Lesetext:
· · · · ·

Kein Problem kann mit denselben Denkweisen gelöst werden, durch die es entstanden ist.

  

   Natürlich sind es auch noch andere Zwänge, die uns diese Probleme bereiten. Der Drang zur größtmöglichen Gewinnoptimierung als Schmiermittel der allmächtigen „Märkte“ und die daraus resultierenden Zwänge zu Rationalisierungen und Verlagerungen in niedriger entlohnte Arbeitsverhältnisse treiben sowohl Staatsfinanzen wie Sozialkassen von Krise zu Krise. Die Bedienung wuchernder Schuldenberge hat längst ihre Eigendynamik verselbständigt. Das voraussichtliche Ende dieses Horrorszenarios macht Angst. Waren es nicht Philosophen und Psychologen, die Gier und Angst als die Antriebskräfte identifizierten, auf die alle anderen zurückzuführen sind? Der Prozess ist bereits weiter fortgeschritten, als dies in der öffentlichen Wahrnehmung zum Ausdruck kommt. Bereits ein ganz erheblicher Teil der Bevölkerung spürt das aufkommende Unbehagen und nährt Zukunftsängste, wie dies eine Nachricht vom 08.11.2011 verdeutlicht:

 

   84 Prozent der Bürger sehen einer Umfrage der Arbeiterwohlfahrt zufolge den Zusam-menhalt in der Gesellschaft schwinden. Nur 13 Prozent glauben, dass die Gemeinschaft in den kommenden fünf Jahren solidarischer werden wird. Das Vertrauen der Bürger „in die soziale Gestaltungskraft von Politik und Gesellschaft ist scheinbar verloren gegangen“, sagte der Verbandsvorsitzende Wolfgang Stadler am Montag in Berlin. Angesichts der unsozialen Politik der vergangenen Jahre befürchteten sie „eine ungerechte Lastenverteilung“, so Stadler.

 

   Die Politik sei gewarnt. Man kann auf Dauer nicht ein ganzes Volk für dumm verkaufen. Der rasant zunehmende Vertrauensverlust wird nicht ohne Folgen bleiben.

   Obstat principes! möchte man den Politikern in aller Welt zurufen, wohl wissend, dass der angezeigte selbstmörderische Prozess bereits unumkehrbar fortschreitet.

· · · · ·

Herausforderung 1:
Prüfen Sie, ob die folgenden Aussagen mit dem Lesetext übereinstimmen, und antworten Sie jeweils mit Ja oder Nein sowie den entscheidenden Worten als wörtliches Zitat. (a) Nur 13 Prozent erwarten, dass die Gemeinschaft in den kommenden fünf Jahren solidarischer wird. (b) Die genannte Umfrage wurde vom Deutschen Gewerkschaftsbund durchgeführt. (c) Wolfgang Stadler äußerte sich am Montag in Hamburg.
Herausforderung 2:
Geben Sie einen Abschnitt des Lesetexts wortgetreu aus. Setzen Sie bei den Worten „Obstat principes! möchte“ ein und schließen Sie nach „bereits unumkehrbar fortschreitet.“.
Für die Bearbeitung ist die Auflistung nicht erforderlich.

· · · · ·

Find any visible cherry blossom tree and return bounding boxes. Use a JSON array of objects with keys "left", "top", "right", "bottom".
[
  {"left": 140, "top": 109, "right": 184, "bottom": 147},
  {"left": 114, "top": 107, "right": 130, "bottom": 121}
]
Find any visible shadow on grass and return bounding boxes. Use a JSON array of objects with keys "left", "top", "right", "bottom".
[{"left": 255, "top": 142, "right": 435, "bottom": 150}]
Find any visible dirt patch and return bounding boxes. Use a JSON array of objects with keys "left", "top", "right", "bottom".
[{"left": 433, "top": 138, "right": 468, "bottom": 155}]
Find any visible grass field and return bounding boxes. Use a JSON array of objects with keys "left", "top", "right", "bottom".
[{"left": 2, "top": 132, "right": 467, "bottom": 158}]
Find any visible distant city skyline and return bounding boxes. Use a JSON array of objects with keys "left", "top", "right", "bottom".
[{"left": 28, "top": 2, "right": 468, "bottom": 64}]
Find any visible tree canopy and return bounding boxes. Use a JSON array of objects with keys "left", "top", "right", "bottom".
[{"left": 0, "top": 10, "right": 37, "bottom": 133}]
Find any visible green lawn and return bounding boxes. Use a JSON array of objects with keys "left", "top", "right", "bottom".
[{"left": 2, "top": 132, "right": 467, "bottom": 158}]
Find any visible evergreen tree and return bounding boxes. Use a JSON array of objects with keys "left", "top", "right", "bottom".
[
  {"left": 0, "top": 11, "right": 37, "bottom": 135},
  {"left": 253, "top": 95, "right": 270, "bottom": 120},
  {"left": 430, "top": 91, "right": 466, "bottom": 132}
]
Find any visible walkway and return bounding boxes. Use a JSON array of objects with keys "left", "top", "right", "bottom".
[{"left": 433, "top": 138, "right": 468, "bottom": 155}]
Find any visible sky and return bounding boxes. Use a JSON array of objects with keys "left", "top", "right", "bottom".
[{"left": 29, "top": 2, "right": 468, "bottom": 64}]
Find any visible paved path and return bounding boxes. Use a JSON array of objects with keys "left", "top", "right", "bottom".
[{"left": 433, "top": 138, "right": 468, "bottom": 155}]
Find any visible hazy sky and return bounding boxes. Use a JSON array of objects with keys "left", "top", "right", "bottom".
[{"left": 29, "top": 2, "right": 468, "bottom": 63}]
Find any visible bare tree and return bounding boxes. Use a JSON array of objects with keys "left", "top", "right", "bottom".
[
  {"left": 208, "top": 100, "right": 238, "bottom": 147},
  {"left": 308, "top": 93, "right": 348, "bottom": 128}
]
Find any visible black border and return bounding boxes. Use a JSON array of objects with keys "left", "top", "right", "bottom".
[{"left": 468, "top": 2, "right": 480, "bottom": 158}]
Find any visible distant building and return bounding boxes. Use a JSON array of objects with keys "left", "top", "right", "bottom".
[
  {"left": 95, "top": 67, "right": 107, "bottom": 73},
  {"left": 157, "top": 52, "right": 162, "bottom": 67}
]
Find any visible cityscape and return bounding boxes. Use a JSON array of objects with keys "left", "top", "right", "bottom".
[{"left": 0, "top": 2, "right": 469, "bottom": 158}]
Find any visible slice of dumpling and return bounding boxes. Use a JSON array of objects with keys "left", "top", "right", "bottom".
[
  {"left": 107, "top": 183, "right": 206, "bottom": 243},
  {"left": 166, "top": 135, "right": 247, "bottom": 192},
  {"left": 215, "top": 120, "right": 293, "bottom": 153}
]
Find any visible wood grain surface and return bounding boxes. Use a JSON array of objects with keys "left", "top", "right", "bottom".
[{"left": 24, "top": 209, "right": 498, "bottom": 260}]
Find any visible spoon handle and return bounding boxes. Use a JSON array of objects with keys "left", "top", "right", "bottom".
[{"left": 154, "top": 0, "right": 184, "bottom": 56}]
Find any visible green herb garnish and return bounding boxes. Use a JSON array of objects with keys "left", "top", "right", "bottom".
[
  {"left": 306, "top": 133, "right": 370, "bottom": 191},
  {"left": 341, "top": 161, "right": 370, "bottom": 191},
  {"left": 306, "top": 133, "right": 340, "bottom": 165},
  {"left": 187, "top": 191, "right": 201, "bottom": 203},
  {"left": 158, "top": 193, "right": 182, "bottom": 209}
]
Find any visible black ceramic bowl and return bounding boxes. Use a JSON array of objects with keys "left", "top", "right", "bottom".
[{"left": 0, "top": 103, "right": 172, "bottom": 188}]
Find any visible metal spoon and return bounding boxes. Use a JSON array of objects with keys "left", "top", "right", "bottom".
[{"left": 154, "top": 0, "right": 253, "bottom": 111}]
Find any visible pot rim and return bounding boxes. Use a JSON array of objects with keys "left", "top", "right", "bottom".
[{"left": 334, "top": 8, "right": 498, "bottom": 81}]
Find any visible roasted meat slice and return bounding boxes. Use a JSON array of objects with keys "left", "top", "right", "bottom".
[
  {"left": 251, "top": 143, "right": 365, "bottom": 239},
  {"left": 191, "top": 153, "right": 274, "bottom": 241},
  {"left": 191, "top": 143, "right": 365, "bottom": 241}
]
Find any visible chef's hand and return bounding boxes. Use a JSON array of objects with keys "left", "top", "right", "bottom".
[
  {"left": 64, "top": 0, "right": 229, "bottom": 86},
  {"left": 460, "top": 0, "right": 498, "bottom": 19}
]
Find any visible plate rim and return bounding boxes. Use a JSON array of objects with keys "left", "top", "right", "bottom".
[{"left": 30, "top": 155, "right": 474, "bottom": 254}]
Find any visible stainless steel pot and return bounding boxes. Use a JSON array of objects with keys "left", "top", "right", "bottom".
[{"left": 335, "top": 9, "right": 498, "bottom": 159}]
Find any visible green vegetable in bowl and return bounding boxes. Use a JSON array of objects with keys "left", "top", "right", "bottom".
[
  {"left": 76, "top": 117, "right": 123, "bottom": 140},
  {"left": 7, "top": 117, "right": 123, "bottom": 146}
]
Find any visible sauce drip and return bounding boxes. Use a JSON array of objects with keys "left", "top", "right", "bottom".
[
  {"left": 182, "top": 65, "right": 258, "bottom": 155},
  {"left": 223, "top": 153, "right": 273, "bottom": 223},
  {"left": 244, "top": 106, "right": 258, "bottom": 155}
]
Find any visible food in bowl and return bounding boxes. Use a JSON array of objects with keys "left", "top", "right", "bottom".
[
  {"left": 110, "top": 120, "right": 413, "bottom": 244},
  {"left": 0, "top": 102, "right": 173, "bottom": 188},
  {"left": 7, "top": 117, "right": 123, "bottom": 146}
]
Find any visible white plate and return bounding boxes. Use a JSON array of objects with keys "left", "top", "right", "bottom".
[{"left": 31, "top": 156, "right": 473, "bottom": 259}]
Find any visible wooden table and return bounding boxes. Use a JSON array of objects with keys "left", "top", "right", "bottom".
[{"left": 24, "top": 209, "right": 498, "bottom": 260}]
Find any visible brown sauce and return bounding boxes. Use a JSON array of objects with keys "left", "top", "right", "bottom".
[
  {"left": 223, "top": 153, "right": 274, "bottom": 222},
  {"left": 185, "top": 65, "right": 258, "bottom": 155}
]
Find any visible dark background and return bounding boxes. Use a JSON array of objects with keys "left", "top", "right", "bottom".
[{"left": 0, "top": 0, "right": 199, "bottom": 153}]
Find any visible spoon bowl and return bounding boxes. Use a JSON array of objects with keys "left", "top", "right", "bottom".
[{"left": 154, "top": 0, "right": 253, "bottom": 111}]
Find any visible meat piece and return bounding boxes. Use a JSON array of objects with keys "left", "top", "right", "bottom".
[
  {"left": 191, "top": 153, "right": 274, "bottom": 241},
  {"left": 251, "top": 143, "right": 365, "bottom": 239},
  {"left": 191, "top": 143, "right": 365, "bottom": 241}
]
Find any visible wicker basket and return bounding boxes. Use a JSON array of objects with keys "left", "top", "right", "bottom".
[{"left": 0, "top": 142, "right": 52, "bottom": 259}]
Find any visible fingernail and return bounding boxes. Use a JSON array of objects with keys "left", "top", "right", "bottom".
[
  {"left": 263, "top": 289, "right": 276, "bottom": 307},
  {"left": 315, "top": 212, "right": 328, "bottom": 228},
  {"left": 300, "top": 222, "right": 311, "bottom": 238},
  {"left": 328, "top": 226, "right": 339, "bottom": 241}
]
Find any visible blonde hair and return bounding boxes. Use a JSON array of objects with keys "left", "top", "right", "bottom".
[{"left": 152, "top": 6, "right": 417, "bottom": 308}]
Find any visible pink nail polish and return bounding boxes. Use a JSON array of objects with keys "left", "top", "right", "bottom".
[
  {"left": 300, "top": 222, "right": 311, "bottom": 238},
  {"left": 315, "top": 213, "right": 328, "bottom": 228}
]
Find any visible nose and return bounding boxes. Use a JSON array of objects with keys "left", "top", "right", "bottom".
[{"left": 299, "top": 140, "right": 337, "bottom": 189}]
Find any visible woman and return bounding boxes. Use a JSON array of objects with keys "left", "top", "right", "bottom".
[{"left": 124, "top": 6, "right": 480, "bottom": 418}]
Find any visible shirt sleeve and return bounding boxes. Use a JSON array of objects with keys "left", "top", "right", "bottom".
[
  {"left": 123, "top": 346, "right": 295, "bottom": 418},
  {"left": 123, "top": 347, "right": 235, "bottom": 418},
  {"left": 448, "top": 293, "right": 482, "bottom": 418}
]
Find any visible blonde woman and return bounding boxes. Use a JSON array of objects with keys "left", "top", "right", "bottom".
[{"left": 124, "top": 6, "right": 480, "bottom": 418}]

· · · · ·

Ergebnis der Übung 1:
(a) Ja: „Nur 13 Prozent glauben, dass die Gemeinschaft in den kommenden fünf Jahren solidarischer werden wird.“
(b) Nein: „einer Umfrage der Arbeiterwohlfahrt zufolge“
(c) Nein: „sagte der Verbandsvorsitzende Wolfgang Stadler am Montag in Berlin“

Ergebnis der Übung 2:
Obstat principes! möchte man den Politikern in aller Welt zurufen, wohl wissend, dass der angezeigte selbstmörderische Prozess bereits unumkehrbar fortschreitet.